SHORT TASK: Rewrite the stretch of data below from the line containing "Scan the photo. Do you find any white flower" through the line containing "[576, 206, 604, 218]" as a numbered list, leaving out any blank lines.

DATASET CONTENT:

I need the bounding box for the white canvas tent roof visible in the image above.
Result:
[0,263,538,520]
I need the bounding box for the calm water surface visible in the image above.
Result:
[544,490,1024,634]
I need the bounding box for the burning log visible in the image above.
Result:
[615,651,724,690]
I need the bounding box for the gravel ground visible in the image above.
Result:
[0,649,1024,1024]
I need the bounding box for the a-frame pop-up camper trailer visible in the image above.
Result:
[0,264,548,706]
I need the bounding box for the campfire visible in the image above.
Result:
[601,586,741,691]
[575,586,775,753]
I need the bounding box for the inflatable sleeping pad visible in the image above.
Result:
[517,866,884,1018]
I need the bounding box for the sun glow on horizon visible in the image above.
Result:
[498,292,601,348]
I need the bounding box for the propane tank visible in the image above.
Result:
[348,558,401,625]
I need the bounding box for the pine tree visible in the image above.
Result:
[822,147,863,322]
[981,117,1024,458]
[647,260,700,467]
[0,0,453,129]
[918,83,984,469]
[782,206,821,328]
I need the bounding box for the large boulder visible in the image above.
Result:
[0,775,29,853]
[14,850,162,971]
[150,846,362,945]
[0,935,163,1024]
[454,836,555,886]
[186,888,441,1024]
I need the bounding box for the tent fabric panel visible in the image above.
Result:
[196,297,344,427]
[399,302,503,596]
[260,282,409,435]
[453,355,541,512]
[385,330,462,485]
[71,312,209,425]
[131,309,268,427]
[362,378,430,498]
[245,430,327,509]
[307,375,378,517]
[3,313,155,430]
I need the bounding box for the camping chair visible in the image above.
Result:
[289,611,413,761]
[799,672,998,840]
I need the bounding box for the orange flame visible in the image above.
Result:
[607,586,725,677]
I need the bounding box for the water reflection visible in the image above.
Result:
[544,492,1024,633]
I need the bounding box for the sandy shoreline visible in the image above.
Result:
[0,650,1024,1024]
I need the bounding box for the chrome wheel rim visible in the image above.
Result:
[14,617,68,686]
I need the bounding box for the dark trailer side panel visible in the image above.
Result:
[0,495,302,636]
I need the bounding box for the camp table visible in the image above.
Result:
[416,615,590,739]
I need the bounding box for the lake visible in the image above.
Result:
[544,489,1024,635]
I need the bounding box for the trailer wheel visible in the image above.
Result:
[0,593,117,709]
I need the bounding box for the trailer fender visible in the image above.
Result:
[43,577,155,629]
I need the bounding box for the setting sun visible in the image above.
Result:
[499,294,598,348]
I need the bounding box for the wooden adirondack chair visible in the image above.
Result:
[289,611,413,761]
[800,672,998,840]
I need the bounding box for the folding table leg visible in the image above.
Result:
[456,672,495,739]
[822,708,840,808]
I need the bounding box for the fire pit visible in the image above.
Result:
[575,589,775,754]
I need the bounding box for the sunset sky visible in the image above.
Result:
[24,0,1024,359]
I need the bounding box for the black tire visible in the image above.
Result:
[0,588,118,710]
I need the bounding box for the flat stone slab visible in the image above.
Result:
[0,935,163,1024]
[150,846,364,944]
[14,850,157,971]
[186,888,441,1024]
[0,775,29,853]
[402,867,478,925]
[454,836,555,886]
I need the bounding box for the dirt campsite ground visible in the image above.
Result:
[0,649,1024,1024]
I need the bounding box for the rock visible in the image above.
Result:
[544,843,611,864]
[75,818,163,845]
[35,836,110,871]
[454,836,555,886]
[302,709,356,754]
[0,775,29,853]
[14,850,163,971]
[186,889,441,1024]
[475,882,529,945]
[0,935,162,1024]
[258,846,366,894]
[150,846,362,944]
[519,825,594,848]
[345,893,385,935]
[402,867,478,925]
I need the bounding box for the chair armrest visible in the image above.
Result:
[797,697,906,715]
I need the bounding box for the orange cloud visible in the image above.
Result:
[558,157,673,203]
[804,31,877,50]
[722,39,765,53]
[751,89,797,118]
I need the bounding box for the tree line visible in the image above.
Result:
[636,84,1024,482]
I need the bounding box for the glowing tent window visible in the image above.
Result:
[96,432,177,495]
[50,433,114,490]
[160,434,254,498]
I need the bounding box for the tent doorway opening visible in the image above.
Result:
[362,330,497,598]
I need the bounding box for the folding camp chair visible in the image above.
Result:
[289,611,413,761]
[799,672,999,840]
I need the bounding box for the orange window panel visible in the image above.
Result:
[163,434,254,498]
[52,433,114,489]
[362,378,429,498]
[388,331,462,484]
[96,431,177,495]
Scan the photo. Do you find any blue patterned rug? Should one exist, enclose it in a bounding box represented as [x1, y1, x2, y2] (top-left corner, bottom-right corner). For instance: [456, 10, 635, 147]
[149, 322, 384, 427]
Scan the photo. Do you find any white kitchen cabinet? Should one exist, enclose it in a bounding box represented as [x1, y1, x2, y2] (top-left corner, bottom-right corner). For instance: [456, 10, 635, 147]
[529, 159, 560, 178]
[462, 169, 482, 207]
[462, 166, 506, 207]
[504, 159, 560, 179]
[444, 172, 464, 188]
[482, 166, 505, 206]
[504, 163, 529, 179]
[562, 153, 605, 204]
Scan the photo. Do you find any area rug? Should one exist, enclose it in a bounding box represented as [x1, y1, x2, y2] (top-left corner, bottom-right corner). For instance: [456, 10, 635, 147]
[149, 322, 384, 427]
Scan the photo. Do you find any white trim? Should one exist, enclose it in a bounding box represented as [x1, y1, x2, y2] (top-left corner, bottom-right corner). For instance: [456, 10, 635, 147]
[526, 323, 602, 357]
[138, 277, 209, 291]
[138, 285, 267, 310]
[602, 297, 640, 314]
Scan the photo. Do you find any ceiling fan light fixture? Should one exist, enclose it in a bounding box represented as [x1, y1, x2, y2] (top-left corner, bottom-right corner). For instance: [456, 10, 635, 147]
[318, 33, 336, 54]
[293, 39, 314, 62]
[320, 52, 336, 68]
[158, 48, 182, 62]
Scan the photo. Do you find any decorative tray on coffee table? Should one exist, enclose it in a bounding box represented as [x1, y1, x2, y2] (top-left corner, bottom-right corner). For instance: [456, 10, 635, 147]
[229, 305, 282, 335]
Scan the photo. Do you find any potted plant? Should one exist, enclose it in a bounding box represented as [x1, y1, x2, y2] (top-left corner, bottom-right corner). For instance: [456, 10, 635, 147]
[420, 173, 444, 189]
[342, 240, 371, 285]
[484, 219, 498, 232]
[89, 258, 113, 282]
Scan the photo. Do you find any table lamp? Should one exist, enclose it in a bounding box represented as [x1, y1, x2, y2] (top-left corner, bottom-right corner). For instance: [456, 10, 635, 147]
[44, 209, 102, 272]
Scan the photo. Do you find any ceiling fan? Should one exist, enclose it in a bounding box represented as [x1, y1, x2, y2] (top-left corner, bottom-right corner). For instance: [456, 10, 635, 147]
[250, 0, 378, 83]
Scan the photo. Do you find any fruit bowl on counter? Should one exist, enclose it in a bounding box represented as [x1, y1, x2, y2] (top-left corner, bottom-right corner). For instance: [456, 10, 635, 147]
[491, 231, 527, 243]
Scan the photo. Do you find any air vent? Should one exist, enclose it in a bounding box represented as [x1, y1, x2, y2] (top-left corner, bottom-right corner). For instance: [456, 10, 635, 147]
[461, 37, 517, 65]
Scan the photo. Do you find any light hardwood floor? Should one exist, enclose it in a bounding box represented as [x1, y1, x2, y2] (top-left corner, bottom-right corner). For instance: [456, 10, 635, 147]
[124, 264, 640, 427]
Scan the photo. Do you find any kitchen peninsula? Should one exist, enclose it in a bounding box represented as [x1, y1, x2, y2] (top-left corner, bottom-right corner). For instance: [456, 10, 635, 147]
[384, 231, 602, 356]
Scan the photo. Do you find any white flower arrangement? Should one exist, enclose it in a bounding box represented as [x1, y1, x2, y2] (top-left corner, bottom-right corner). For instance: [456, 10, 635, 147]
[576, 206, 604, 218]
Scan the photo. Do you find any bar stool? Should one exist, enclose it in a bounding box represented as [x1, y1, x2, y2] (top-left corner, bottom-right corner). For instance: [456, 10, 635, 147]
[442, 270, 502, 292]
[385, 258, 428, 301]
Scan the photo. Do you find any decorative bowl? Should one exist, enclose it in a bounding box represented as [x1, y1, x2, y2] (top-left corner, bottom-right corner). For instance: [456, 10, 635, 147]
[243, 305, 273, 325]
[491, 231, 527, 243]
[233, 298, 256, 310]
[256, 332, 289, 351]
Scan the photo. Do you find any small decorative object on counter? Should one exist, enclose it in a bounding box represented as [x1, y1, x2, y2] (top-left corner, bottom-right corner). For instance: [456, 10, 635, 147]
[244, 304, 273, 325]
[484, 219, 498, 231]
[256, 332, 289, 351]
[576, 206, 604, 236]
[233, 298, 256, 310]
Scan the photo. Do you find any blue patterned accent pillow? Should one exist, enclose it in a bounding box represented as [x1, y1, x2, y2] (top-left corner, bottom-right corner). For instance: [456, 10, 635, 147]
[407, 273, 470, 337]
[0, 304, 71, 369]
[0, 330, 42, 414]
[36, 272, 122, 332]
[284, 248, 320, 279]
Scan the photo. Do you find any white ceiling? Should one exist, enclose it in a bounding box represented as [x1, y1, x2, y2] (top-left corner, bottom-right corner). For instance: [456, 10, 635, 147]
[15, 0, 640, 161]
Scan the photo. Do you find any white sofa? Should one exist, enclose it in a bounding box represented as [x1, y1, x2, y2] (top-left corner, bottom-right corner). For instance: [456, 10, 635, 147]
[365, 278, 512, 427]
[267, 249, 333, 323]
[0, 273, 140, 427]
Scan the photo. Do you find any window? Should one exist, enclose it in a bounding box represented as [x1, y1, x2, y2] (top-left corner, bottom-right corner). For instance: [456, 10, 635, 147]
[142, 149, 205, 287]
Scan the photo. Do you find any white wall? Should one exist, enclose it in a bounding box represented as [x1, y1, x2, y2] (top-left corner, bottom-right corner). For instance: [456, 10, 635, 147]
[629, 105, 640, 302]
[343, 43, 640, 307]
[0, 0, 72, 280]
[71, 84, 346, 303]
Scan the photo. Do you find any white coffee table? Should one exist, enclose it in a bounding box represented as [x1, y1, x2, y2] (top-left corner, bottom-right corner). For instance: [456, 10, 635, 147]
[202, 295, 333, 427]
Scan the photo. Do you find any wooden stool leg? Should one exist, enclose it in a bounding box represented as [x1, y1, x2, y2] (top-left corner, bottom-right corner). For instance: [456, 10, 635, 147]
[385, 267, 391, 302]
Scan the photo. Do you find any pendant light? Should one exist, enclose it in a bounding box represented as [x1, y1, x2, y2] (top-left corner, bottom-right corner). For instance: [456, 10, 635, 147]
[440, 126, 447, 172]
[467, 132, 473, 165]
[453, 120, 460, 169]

ANSWER TO THIS EXERCISE:
1. Scan the photo. Do you find any white flower arrangement? Should one exist, enclose it in a bounding box represented as [x1, y1, x2, y2] (top-left corner, bottom-right corner). For instance: [456, 10, 635, 147]
2. [576, 206, 604, 218]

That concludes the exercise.